Work to complete:
Below is a block of records; please copy all of them exactly.

(Stored dataset items)
○ ○ ○ ○

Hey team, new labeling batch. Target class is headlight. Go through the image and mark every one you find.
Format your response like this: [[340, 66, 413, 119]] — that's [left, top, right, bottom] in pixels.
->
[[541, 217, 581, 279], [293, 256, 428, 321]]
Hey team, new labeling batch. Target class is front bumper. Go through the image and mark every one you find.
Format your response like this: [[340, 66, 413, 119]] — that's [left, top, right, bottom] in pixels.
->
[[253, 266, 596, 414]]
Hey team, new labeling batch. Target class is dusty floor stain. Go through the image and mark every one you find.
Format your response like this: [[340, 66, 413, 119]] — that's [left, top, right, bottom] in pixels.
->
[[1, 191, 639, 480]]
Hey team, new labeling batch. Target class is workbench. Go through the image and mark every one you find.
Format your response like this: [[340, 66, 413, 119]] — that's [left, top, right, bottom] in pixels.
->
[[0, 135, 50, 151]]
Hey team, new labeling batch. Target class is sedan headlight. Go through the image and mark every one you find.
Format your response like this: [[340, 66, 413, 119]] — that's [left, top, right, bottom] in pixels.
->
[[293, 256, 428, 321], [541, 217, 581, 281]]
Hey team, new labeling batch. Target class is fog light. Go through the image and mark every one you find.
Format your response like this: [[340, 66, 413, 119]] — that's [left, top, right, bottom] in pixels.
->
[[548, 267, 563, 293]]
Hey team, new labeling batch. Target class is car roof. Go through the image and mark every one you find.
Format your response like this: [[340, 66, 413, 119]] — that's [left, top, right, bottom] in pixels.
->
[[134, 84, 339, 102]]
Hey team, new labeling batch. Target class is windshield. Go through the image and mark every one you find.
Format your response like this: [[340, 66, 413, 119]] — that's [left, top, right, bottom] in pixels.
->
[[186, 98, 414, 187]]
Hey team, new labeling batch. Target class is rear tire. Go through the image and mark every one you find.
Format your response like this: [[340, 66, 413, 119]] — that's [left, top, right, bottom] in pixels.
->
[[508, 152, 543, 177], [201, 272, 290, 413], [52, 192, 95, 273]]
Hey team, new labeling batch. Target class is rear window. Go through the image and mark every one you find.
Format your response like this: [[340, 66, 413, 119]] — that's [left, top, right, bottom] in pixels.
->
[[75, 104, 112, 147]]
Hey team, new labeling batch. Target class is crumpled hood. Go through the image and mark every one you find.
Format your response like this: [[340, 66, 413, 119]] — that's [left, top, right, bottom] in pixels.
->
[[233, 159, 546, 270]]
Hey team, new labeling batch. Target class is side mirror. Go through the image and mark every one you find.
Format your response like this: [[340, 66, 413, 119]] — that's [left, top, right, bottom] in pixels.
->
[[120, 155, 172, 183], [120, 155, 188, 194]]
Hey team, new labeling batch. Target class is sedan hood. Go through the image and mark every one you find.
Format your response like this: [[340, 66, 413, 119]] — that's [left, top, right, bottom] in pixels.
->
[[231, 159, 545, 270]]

○ ○ ○ ○

Exercise answer:
Hey team, new labeling batch. Target class is headlight. Go through the image and mark every one you find.
Format your response like this: [[340, 66, 413, 119]] — that's [left, top, right, bottom] in pixels.
->
[[541, 217, 581, 279], [293, 256, 428, 321]]
Hey team, new labeling batch. Target class is front bumper. Go through the image and mark every one you find.
Format your response like this: [[340, 66, 413, 119]] — that's [left, top, right, bottom] in pixels.
->
[[253, 266, 596, 414]]
Hey team, new labeling batch. Target class is dusty floor stain. Go through the image and mark every one you find.
Format your response like this: [[340, 66, 413, 119]] — that's [left, top, right, bottom] in pixels.
->
[[1, 191, 639, 480]]
Hey team, new labeling batch. Target class is workbench. Go through the image and mark every one you find.
Format your response like this: [[340, 66, 413, 119]] — that's [left, top, right, bottom] in pixels.
->
[[0, 135, 50, 151]]
Hey team, new labeling batch. Target class is sedan headlight. Go through the image and mark every one you find.
Format your response like this: [[340, 66, 413, 119]] — that's [left, top, right, bottom] in pixels.
->
[[293, 256, 428, 321], [541, 217, 581, 281]]
Hey team, new labeling batch. Target class is fog light. Go through the image and mark every one you find.
Format your response like this: [[340, 66, 413, 119]] — that's [left, top, right, bottom] in pixels.
->
[[548, 267, 563, 293]]
Hey team, new labeling batch. Target class is car roof. Go through the image and mark every one you find.
Format your response like this: [[340, 66, 413, 119]] — that's [left, top, right, bottom] in pixels.
->
[[134, 84, 339, 102]]
Hey team, new labeling batch. Target class is windshield. Go through the image and mark every one you find.
Format your response like this: [[340, 66, 413, 119]] — that's [left, top, right, bottom] in pixels.
->
[[186, 98, 414, 187]]
Hey team, new labeling batch. Target class is rear tire. Go through the image and mark every one you find.
Format your response like this: [[340, 66, 413, 119]] — that's [left, top, right, bottom] in pixels.
->
[[508, 152, 543, 177], [201, 272, 290, 413], [52, 192, 95, 273]]
Hey team, new labeling batch. Target class is rear window. Go through the image and mark every one you find.
Format your response like this: [[340, 66, 413, 119]] — that's [left, top, right, bottom] in pixels.
->
[[75, 104, 112, 147]]
Hey team, new labeling batch. Target class is crumpled hood. Go through the image and mark every one you find.
Format your response like this: [[340, 66, 413, 119]] — that's [left, top, right, bottom] in pixels.
->
[[233, 159, 546, 270]]
Hey team, new labeling batch. Target class is side mirror. Go through the image and mark every one you find.
Format your response like this: [[340, 66, 413, 119]] — that's [left, top, right, bottom] in pixels.
->
[[120, 155, 172, 183], [120, 155, 188, 194]]
Hey team, new labeling batch. Target class is sedan hood. Go through the image and mark every one you find.
Format your response like this: [[340, 66, 413, 119]] — that's [left, top, right, bottom] in pixels.
->
[[231, 159, 545, 270]]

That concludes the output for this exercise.